**TEXT**
Natürlich sind wir wütend“, sagt Manasi Jadhav, Studentin an der Universität Mumbai. Die 20-Jährige war in den letzten Wochen im Namen von Aarey auf den Beinen. An einem verregneten Sonntag im September kam sie zum ersten Mal zum Protest und an diesem Sonntag wieder. Denn die Mumbaikar sorgen sich um ihren wilden Stadtwald: Wird Aarey bald abgeholzt, um einen U-Bahn-Fuhrpark zu bauen? Das fragen sich hier viele. Mit dieser Ungewissheit wird die Bewegung größer.

Jadhav wird ernst, wenn sie anfängt, über das Thema zu sprechen. „2.700 Bäume sollen gefällt werden“, sagt sie empört. Das Gelände ist die Heimat von 16 Siedlungen von Wald­bewohner*innen. Damit sind auch die Adivasi-Familien in Gefahr, ihren Lebensraum zu verlieren. Sie haben sich dort angesiedelt, nachdem das Land nach der Kolonialzeit als Milchproduktionsstätte ausgedient hatte. Seitdem ist auf der ehemaligen Weide ein kleiner Dschungel gewachsen. Seine drohende Abholzung hat Mumbai in Streikmodus versetzt.

Der Anwalt Zoru Bhathena brachte den Fall vor Gericht. Er klagt an, dass der Wald in den letzten Jahren bereits geschrumpft ist. Jeden Monat verschwinden etwa 1.000 Bäume in Mumbai. Zu viele, findet er. Ein Gutachten brachte vor Kurzem ans Licht, dass die Abholzung zudem den internationalen Flughafen ins Überflutungsgebiet verschiebt. Das hat die Protestwelle verstärkt. Ohne den Schutz von Aarey wird der nahe gelegene Fluss bei heftigen Regenfällen zur Gefahrenquelle.

Einträge zum Beschriften von Begrenzungsrahmen
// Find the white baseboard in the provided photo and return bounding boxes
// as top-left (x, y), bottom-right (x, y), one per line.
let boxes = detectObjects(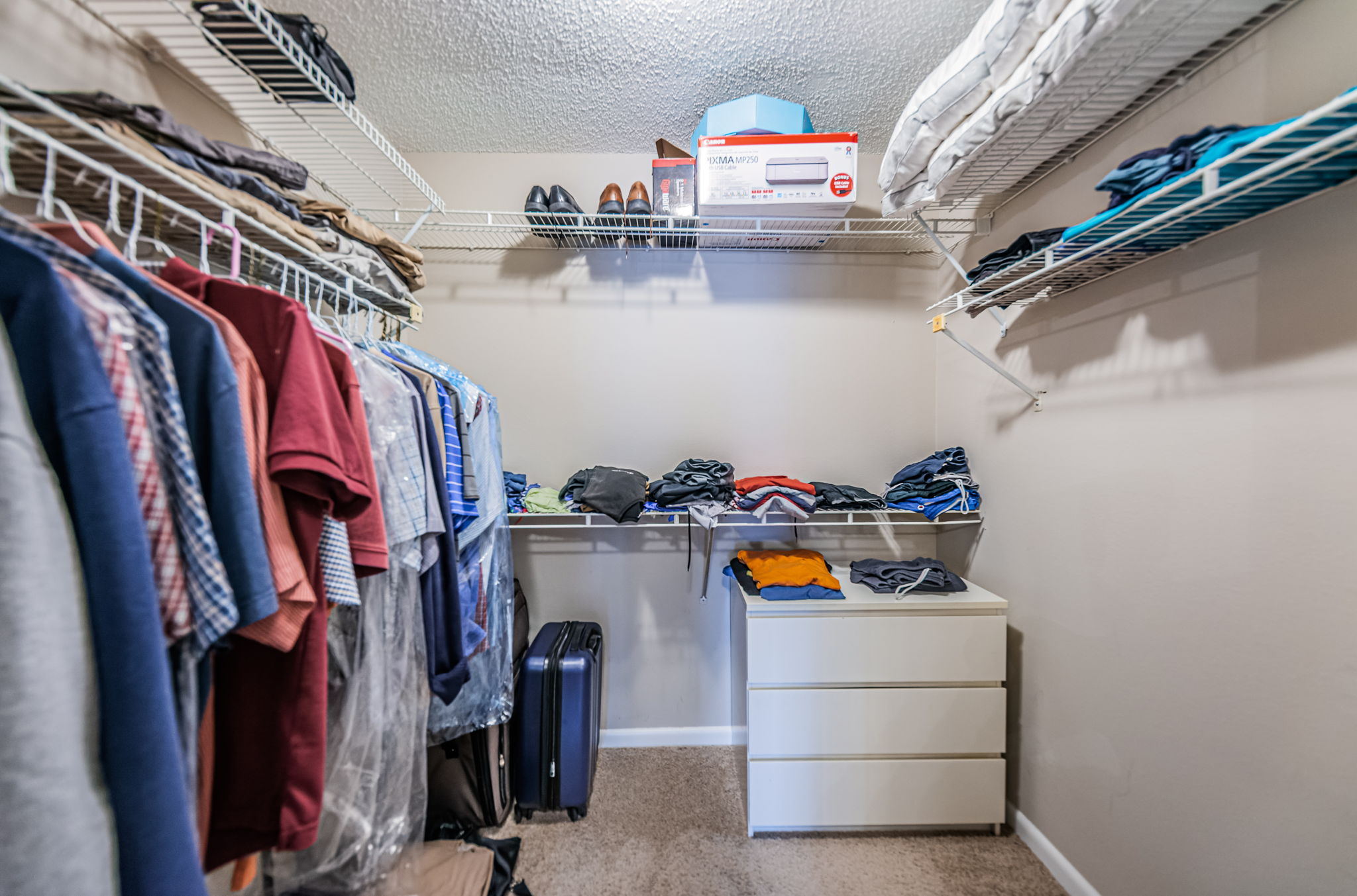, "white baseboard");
top-left (1008, 803), bottom-right (1099, 896)
top-left (598, 725), bottom-right (745, 747)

**AUFGABEN**
1. Wie viele Bäume sollen laut dem Text über den Aarey-Wald gefällt werden?
2. Führe den Text über den Aarey-Wald nach seinem letzten Satz weiter.
Die Zeilen haben mit dem Text über den Aarey-Wald nichts zu tun.

**LÖSUNGEN**
1. 2.700 Bäume.

2.
Gleichzeitig verlaufen sich immer öfter Leoparden in die Außenbezirke Mumbais. Sie sind auf der Suche nach Nahrung und schnappen sich rundgefressene Hunde. Doch die Regierung behauptet weiter, es gäbe keine Wildtiere in Aarey. Verbreitet werden diese Informationen zum Beispiel durch Zeitungsanzeigen. „Die Wahrheit, die ihr wissen sollt“, lautet die Überschrift einer dieser Annoncen. Damit versucht sie, das Engagement der Aktivist*innen mit falschen Fakten zu untergraben.

„Das ist ein Haufen von Unwahrheiten, der veröffentlicht wurde“, sagt Bhathena, der sich seit 2016 für Aarey einsetzt. Aarey ist eine umweltsensible Zone, daran ändere sich nichts, selbst wenn die Regierung das Land umdeklariere. Ähnlicher Meinung sind Manasi Jadhav und ihre Kommiliton*innen, die Aarey, so wie fast jeder, der in Mumbai aufgewachsen ist, mindestens einmal mit der Schule besucht hat.

Jadhav glaubt nicht, dass für jeden abholzten Baum zwei neue gepflanzt werden, wie die Regierung beteuert. „Wenn sie ihr Infrastrukturprojekt wollen, dann sollen sie sich einen anderen Ort suchen“, sagt sie. Sie macht sich Sorgen um die Zukunft: „Was bleibt, wenn wir jetzt nicht nachhaltig handeln?“ Neben den Studierenden kommen auch immer häufiger Lehrer*innen zu den Waldrettungsaktionen. „Einige meiner Schüler haben einen Protest mitveranstaltet“, sagt Anjali Masarguppi, die am Wilson College Wirtschaft unterrichtet. Sie gehe mit, um ihre Schüler zu unterstützen.

Mit den steigenden Bauvorhaben der letzten Jahre und der massiven Luftverschmutzung bildet sich langsam ein Umweltbewusstsein. Die Natur so zu belasten, nur weil das Land verfügbar ist, hält Masarguppi für unüberlegt. „Indien ist sehr anfällig für Umweltprobleme“, sagt sie. Das zeigt sich gerade wieder in der Regenzeit, die Mumbai besonders heftig heimsucht. Im Rachana-Sansad-College verfolgt Prerna Thacker dagegen einen anderen Weg. Sie versucht, Lösungen im Kleinen zu finden, um so die Universität umweltfreundlicher zu gestalten. „Wir wollen bei uns selbst anfangen, anstatt anderen zu sagen, was sie besser machen sollen“, erklärt Thacker.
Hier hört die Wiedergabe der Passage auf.